Supplied text:
•••

The intention of the plaintiffs then seems pretty clear. The plaintiffs are asking the court to allow them to proceed on the matter even though nothing Zedillo had done during his term in office was considered illegal. The plaintiffs want a chance to prove what Zedillo did was illegal even though no charges had been filed since the alleged crime. The plaintiffs are asking for court permission to grant that a crime has taken place outside Zedillo's authority, even though no charge civil or otherwise has been forwarded, and for relief so their part of the charges may be proved he did in fact act outside his authority as president.

The issue being argued at the moment is foreign official immunity from prosecution for acts committed while in office. What lies at the basis of the lawsuit is an attempt by the plaintiffs to suspend the concept of sovereignty inasmuch as Zedillo's attorney's have argued he was not responsible for the Acteal massacre in 1997.

If Zedillo committed any act, gave any order, was aware of any act or order of any significance which led to the massacre, the plaintiffs claim, it would represent an act outside Zedillo's authority. But any one of those putative acts must be considered in context of the Chiapas Conflict in 1994.

The EZLN [Ejercito Zapista Liberacion Nacional] attacked in January 1994, the last year of the term of President Carlos Salinas de Gortari. Despite warnings by local and state government officials that the national government needed to do something about the increased activity of Guatemalan rebel's use of Mexico as a haven against Guatemalan Army counterinsurgency operations since 1992, Salinas seem to have been caught with his pants down. It was probably an unlikely combination of intervention by the Liberation Theology wing of the Mexican Catholic church and EZLN logistics that ended the hottest portion of the war.

It had to have been an embarrassing fiasco for Mexico's national government, and one for which the Mexican Army developed a solution.

The Plana Campana de Chiapas 94, the document the plaintiffs plan to use against Zedillo was developed by Carlos Salinas' government and implemented by the Mexican Army months before Zedillo actually took office. Part of the plan included using Mexican former and current military to establish patrols in the area to gather intelligence and act as a police presence in Chiapas. Implicit in that was for those elements to be armed with firearms. That part of the plan is often described as pro se evidence of the Mexican government's involvement in the 1997 Acteal massacre. The charge that the Mexican Army was arming civilians is largely true despite the fact that committed Marxist rebels in the area and many of their supporters also had weapons at their disposal, and used them repeatedly against political opponents throughout the region for at least two years before the massacre.

•••

Data provided:
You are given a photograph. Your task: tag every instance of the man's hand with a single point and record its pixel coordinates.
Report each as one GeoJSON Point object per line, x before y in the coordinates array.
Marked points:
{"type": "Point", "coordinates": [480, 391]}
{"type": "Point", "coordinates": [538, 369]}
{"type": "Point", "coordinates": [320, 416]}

•••

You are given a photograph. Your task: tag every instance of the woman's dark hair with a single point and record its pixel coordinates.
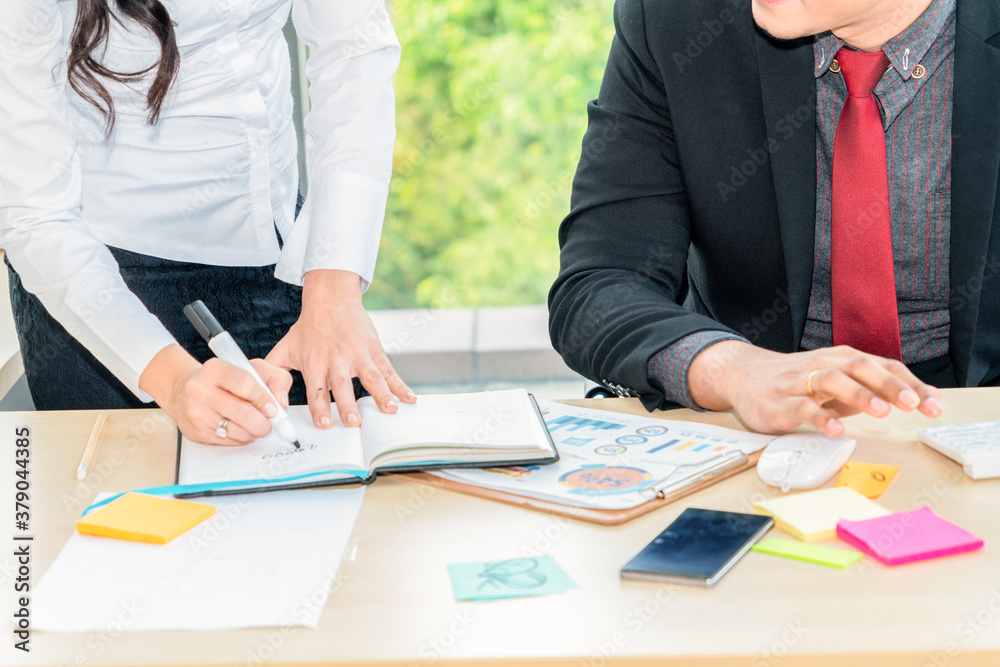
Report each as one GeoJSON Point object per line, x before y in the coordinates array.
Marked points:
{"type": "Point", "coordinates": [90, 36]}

•••

Set task 1:
Answer the following questions using the text on the Zedillo lawsuit.
(a) In what year did the Acteal massacre take place?
(b) In what month and year did the EZLN attack?
(c) Whose government developed the Plana Campana de Chiapas 94?
Set task 2:
Reproduce word for word the stretch of the text on the Zedillo lawsuit from "If Zedillo committed" through "Conflict in 1994.".

Exercise answer 1:
(a) 1997
(b) January 1994
(c) Carlos Salinas' government

Exercise answer 2:
If Zedillo committed any act, gave any order, was aware of any act or order of any significance which led to the massacre, the plaintiffs claim, it would represent an act outside Zedillo's authority. But any one of those putative acts must be considered in context of the Chiapas Conflict in 1994.